┌──
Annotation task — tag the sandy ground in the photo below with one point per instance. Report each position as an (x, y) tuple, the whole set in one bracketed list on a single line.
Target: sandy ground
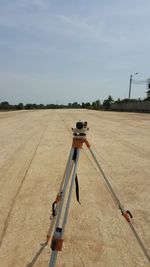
[(34, 147)]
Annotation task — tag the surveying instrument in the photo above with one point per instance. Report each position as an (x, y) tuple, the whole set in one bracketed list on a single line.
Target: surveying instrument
[(59, 216)]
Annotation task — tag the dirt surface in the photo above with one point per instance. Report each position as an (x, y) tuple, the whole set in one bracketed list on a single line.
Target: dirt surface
[(34, 147)]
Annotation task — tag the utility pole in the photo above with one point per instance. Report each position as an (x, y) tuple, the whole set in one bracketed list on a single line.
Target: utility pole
[(131, 76), (130, 86)]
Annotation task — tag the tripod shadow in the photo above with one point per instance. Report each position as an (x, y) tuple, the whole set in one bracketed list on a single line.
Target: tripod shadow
[(37, 255)]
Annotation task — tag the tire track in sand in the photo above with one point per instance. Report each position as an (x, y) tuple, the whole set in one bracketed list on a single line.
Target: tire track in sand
[(7, 220)]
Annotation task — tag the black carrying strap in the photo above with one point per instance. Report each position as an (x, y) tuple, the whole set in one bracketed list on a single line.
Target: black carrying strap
[(77, 189), (54, 208)]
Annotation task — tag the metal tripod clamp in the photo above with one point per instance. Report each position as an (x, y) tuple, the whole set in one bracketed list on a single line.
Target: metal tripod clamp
[(57, 241)]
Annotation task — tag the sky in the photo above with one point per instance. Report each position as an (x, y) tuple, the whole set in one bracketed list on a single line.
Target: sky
[(61, 51)]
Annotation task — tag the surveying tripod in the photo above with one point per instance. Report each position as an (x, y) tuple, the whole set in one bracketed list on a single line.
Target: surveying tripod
[(58, 216)]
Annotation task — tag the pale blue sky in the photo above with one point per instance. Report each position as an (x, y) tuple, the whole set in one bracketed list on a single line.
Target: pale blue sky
[(72, 50)]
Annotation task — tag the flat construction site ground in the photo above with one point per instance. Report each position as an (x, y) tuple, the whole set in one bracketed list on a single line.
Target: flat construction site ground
[(34, 147)]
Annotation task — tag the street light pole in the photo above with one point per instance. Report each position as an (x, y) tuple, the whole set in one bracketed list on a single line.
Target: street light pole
[(130, 86), (131, 76)]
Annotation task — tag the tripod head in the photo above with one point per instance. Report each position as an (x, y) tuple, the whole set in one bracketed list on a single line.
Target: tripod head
[(80, 129)]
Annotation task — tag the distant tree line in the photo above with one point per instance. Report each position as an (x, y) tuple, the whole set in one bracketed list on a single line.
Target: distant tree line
[(85, 105), (95, 105)]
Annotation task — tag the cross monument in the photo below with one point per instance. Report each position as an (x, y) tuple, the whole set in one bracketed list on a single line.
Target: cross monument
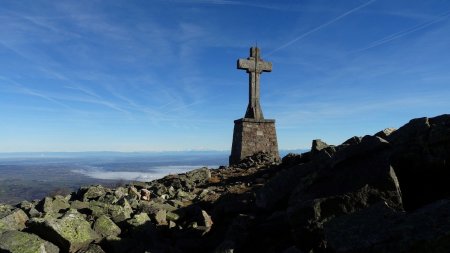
[(254, 66), (253, 133)]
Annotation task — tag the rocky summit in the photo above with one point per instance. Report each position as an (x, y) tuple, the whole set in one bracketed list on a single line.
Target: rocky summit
[(386, 192)]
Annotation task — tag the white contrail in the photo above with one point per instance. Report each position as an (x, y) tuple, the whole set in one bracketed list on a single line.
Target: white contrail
[(403, 33), (321, 26)]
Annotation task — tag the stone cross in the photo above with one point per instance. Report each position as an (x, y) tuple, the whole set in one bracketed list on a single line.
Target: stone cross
[(254, 66)]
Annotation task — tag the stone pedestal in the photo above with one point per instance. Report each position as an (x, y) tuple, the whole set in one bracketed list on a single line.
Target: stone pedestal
[(251, 136)]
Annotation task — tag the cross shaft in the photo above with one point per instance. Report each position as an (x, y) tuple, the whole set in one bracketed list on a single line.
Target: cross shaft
[(254, 66)]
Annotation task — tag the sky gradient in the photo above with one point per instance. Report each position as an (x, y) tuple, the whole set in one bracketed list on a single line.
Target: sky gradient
[(155, 75)]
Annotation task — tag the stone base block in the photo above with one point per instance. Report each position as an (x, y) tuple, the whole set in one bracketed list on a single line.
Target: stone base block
[(251, 136)]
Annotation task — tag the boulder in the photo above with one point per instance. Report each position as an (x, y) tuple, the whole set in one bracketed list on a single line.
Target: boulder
[(29, 208), (138, 220), (21, 242), (93, 248), (105, 227), (53, 205), (380, 228), (385, 133), (292, 159), (12, 218), (70, 233), (318, 145), (145, 194), (133, 193), (358, 180), (198, 176), (91, 192), (420, 158)]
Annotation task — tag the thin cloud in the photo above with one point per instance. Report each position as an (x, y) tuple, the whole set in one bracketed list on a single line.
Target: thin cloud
[(403, 33), (320, 27)]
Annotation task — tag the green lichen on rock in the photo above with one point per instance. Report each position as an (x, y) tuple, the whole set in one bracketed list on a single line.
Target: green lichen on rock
[(12, 218), (106, 227), (92, 192), (71, 232), (139, 220), (21, 242), (53, 205), (93, 248)]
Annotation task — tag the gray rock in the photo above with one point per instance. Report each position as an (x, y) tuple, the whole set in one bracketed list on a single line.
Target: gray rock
[(21, 242), (420, 158), (53, 205), (385, 133), (292, 159), (380, 228), (133, 192), (340, 189), (12, 218), (105, 227), (138, 220), (93, 248), (70, 233), (92, 192), (318, 145)]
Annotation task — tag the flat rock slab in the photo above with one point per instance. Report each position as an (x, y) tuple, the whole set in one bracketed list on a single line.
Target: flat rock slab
[(71, 232), (21, 242), (12, 218)]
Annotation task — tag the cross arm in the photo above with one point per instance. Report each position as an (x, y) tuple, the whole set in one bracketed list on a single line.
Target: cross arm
[(245, 64), (249, 65)]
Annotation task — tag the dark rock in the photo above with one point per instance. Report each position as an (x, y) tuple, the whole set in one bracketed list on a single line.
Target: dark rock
[(105, 227), (292, 159), (352, 141), (279, 188), (380, 228), (21, 242), (420, 158), (93, 248), (92, 192), (257, 160), (12, 218), (70, 233), (385, 133), (53, 205), (318, 145), (341, 189)]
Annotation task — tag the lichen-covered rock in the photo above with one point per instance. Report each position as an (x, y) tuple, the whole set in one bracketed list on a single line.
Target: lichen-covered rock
[(70, 233), (145, 194), (120, 212), (93, 248), (29, 208), (53, 205), (12, 218), (104, 226), (92, 192), (21, 242), (133, 192), (380, 228), (138, 220)]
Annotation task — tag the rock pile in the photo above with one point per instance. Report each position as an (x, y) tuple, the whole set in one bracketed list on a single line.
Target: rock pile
[(382, 193)]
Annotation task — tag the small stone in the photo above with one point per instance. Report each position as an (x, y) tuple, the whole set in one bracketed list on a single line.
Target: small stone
[(12, 218), (106, 227), (145, 194), (139, 220), (161, 217), (133, 193), (21, 242), (70, 233)]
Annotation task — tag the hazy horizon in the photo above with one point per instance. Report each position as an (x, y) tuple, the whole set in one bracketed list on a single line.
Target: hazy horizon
[(161, 74)]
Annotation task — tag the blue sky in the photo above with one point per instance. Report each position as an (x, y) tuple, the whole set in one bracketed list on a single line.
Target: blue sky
[(161, 75)]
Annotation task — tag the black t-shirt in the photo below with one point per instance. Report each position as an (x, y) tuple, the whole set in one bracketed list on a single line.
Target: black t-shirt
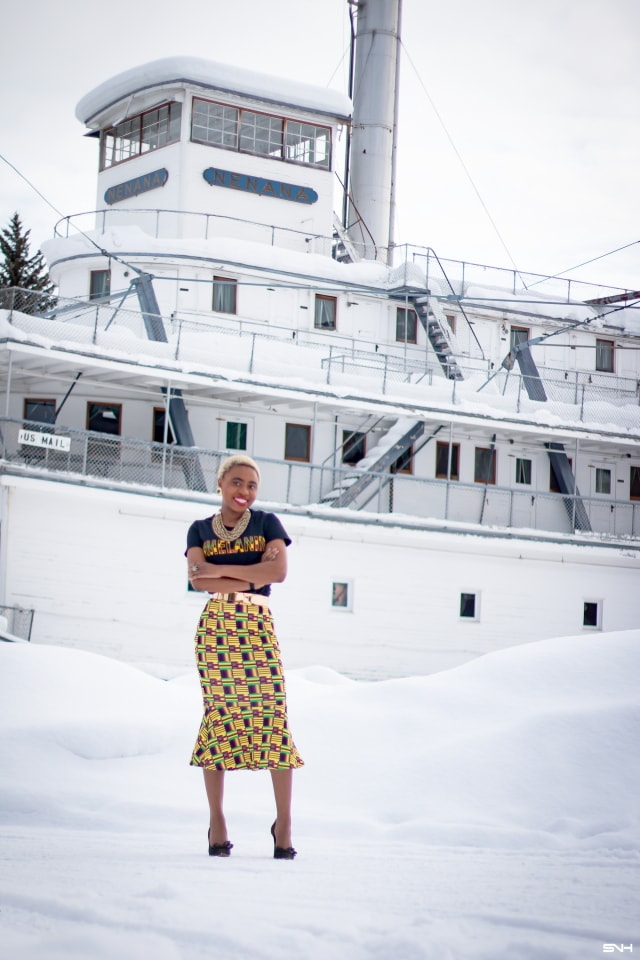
[(263, 527)]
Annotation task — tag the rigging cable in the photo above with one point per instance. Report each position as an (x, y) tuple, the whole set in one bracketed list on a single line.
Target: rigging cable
[(462, 163)]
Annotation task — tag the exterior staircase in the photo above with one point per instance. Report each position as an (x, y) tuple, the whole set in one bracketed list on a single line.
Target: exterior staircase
[(343, 249), (435, 323), (379, 461), (576, 511)]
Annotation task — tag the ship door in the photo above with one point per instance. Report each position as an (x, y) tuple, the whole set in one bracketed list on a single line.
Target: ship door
[(523, 498)]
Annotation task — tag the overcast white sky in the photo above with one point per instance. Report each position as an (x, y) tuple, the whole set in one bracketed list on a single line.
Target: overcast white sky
[(540, 100)]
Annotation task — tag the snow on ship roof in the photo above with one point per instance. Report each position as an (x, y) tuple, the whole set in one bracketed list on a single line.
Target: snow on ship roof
[(222, 77)]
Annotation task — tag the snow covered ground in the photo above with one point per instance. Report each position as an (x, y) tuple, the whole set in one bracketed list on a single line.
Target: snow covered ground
[(489, 812)]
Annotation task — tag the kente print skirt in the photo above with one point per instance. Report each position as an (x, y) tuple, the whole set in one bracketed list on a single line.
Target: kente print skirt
[(244, 726)]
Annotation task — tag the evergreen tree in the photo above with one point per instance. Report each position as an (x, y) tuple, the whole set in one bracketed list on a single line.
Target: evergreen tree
[(36, 292)]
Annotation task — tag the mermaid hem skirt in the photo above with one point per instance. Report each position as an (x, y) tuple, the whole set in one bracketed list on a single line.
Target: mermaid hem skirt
[(244, 724)]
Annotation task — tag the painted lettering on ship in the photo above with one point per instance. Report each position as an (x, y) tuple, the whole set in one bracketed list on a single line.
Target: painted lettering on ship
[(132, 188), (259, 185)]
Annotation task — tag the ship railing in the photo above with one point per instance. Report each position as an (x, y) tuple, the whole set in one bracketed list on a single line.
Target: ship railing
[(421, 265), (120, 463), (194, 225), (415, 263), (267, 349)]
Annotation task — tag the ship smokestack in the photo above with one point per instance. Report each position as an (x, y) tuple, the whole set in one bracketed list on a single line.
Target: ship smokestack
[(370, 207)]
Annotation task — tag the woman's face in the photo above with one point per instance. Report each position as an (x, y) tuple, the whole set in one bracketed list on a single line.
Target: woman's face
[(239, 488)]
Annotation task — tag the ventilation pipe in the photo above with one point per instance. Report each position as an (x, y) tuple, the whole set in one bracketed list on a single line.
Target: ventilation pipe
[(370, 209)]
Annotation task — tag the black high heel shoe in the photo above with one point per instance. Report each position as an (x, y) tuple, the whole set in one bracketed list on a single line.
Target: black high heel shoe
[(218, 849), (281, 853)]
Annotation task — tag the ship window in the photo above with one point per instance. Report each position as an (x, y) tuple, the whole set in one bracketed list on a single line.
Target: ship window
[(140, 134), (603, 480), (448, 461), (404, 463), (236, 436), (297, 442), (261, 134), (591, 615), (340, 595), (353, 446), (99, 284), (554, 485), (224, 295), (604, 356), (469, 606), (214, 123), (40, 411), (325, 312), (305, 143), (104, 417), (406, 325), (518, 335), (485, 465), (159, 419)]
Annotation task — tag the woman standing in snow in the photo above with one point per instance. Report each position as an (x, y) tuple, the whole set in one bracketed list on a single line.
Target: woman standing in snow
[(236, 555)]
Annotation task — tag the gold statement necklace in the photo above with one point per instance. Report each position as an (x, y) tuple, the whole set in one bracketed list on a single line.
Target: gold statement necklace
[(221, 531)]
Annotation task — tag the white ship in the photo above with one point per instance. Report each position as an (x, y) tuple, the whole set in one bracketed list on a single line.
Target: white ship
[(430, 432)]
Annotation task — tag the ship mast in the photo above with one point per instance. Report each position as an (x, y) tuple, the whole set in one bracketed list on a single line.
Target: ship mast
[(370, 209)]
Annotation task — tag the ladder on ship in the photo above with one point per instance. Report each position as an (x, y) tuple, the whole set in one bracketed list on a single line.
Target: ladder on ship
[(396, 442), (560, 464), (434, 321), (343, 249)]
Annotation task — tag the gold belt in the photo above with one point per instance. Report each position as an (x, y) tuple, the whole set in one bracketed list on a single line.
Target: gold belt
[(257, 599)]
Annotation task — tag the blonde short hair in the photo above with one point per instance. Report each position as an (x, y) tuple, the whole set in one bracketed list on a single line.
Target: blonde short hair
[(237, 460)]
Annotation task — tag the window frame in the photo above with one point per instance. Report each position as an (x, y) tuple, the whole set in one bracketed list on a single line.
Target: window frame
[(315, 139), (524, 460), (599, 611), (353, 440), (236, 423), (318, 310), (515, 339), (48, 403), (298, 426), (404, 463), (475, 617), (114, 406), (453, 460), (99, 290), (132, 131), (493, 464), (157, 427), (554, 486), (601, 474), (336, 594), (225, 288), (406, 320)]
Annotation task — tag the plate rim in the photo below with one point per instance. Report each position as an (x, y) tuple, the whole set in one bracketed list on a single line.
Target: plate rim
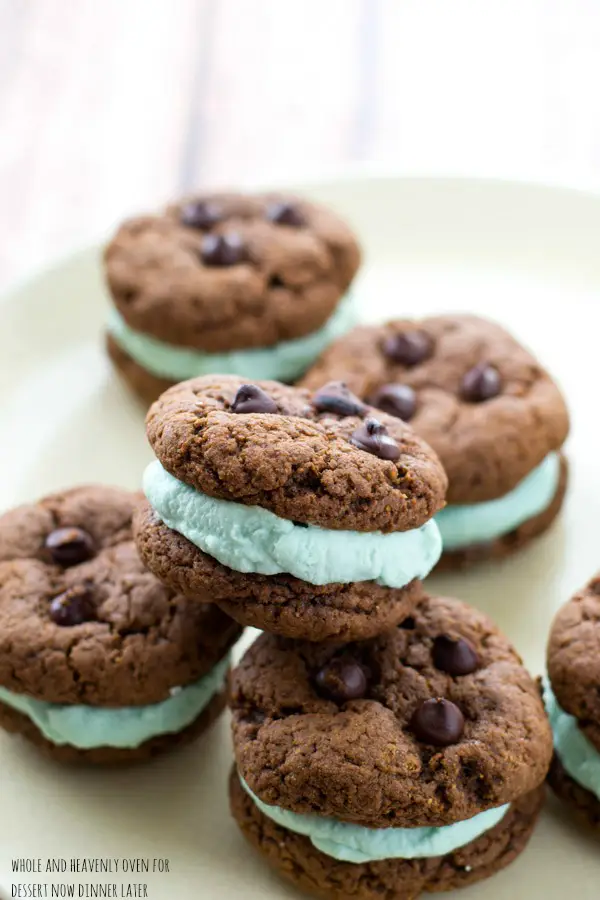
[(364, 173)]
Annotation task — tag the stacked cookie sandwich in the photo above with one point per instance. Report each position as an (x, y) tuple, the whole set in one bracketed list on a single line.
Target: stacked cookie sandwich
[(306, 514)]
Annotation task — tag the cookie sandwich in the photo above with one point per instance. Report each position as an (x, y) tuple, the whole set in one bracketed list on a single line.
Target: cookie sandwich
[(99, 662), (491, 412), (306, 514), (573, 702), (409, 763), (253, 285)]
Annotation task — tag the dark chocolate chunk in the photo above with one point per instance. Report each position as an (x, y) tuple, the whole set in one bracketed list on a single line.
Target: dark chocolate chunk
[(395, 399), (438, 722), (342, 680), (456, 656), (335, 397), (223, 249), (481, 383), (73, 607), (69, 546), (373, 437), (201, 214), (250, 398)]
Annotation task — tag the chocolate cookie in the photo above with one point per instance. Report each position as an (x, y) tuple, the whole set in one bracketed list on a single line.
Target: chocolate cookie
[(414, 758), (295, 857), (571, 695), (98, 660), (301, 514), (234, 283), (486, 406)]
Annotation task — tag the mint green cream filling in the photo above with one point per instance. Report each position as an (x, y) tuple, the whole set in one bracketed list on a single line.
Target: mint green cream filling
[(579, 757), (285, 361), (87, 727), (357, 844), (253, 539), (462, 526)]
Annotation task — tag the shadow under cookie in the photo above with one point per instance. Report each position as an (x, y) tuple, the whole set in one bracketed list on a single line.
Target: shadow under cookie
[(452, 560), (280, 604), (295, 857), (19, 724)]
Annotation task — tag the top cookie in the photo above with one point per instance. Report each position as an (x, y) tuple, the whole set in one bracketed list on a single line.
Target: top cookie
[(82, 620), (321, 460), (278, 273), (482, 401), (574, 654), (425, 725)]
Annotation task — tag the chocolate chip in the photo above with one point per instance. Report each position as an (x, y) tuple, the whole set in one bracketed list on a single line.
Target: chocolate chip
[(438, 722), (373, 437), (454, 655), (201, 214), (481, 383), (342, 680), (223, 249), (69, 546), (73, 607), (408, 348), (396, 399), (286, 214), (336, 398), (251, 398)]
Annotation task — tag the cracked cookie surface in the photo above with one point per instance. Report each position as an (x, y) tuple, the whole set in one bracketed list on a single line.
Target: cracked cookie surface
[(489, 432), (359, 759), (297, 462), (282, 280), (137, 639)]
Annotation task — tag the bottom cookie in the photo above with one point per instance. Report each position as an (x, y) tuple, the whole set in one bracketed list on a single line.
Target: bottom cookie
[(147, 386), (19, 724), (513, 541), (585, 805), (297, 859)]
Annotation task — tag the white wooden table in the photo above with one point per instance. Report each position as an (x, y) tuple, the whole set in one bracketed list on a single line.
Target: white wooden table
[(108, 107)]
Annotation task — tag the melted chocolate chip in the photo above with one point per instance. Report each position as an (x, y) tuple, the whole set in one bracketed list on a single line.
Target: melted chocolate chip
[(286, 214), (69, 546), (408, 348), (223, 249), (336, 398), (438, 722), (342, 680), (481, 383), (73, 607), (201, 214), (373, 437), (251, 398), (396, 399), (456, 656)]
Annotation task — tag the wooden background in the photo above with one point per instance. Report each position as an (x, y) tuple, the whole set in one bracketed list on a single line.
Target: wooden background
[(107, 107)]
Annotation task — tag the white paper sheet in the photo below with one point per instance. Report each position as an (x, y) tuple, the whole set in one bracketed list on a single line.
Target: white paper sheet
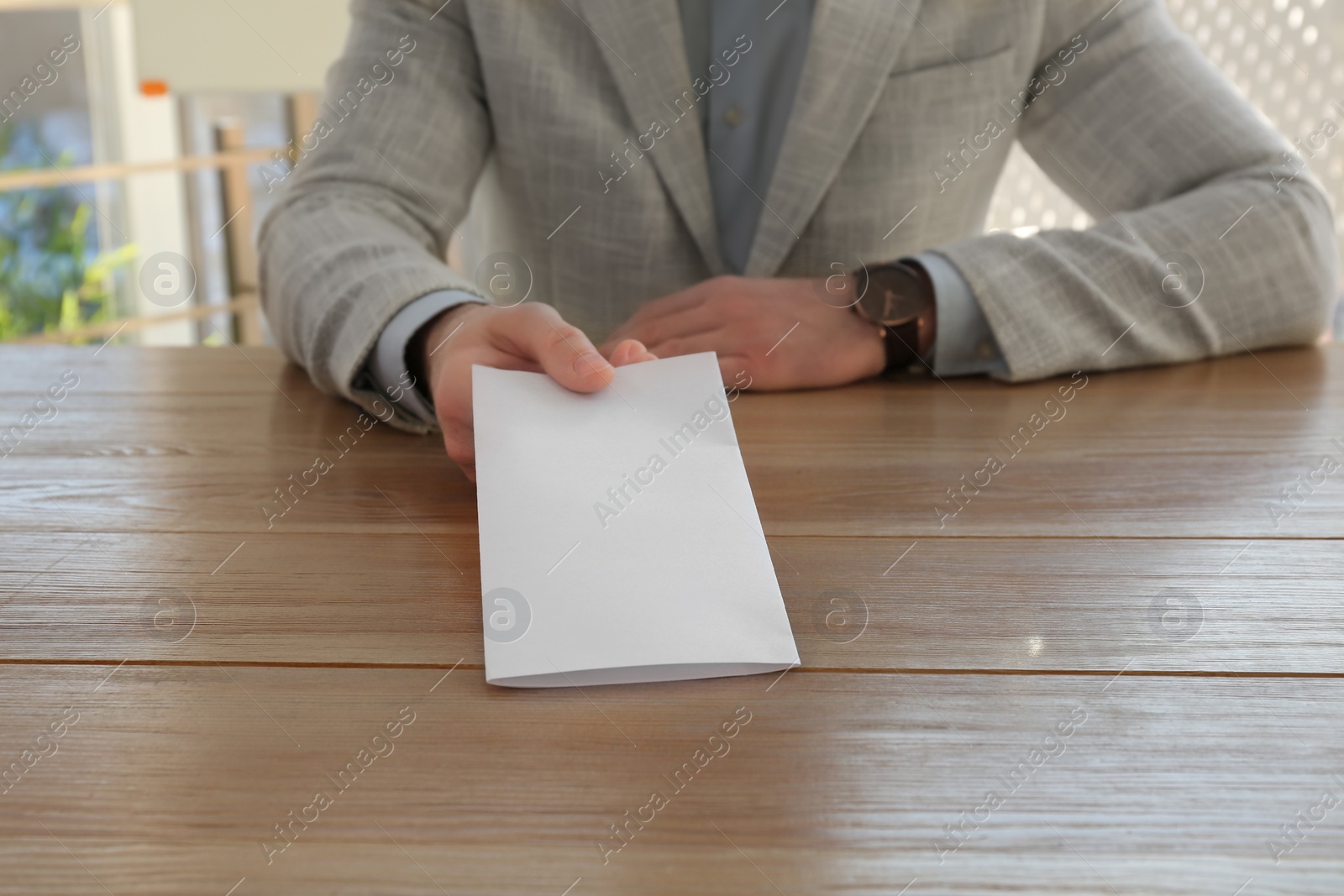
└──
▸ **Required task**
Repeat word for word the items from the very first line through the line containing "[(57, 241)]". Leave the pictures out.

▸ **Task output**
Annotation task — tag the sandy ground in the photo below with one point per instance. Report each position as an (x, y) tuple, the whole set in one bracketed list on a single line.
Target: sandy ground
[(34, 147)]
Annotation task — tag the surveying instrument in the photo above with one point per instance. Report each position as an (x, y) tuple, the whole set in one bracketed list on a single line.
Target: surveying instrument
[(59, 216)]
Annotation task — tag the dirt surface in the photo above with one point per instance. Report each position as an (x, y) tuple, the whole set in one bracketed list on a single line.
Target: dirt surface
[(34, 147)]
Annotation task — tag the utility pole in the photo above with one point per instance. Report each position as an (x, y) tuple, the whole set in one bracketed list on a single line.
Target: utility pole
[(131, 76), (130, 86)]
Annotation task — tag the tripod shadow in the photo above with one point per instance. Report each position as an (x, y) tuple, the whole set in one bracketed list on a single line.
Target: tripod shadow
[(37, 255)]
Annotation task — tag the tire track in sand in the photo above with one point per instance. Report each position as an (x, y) tuple, the whole set in one bracketed list on a single line.
Target: tire track in sand
[(7, 220)]
Annotation task — tag the black carrying strap in the photo above with one point per instance. Report each position as an (x, y) tuple, the whole set in one bracketed list on a single line.
Target: black carrying strap
[(77, 189), (54, 208)]
Annotation task — tag the metal tripod clamp in the photo above with one point per instance. Report each position as an (x, y) tuple, the whole set in one bracketed list on a single line.
Target: metal tripod clamp
[(57, 241)]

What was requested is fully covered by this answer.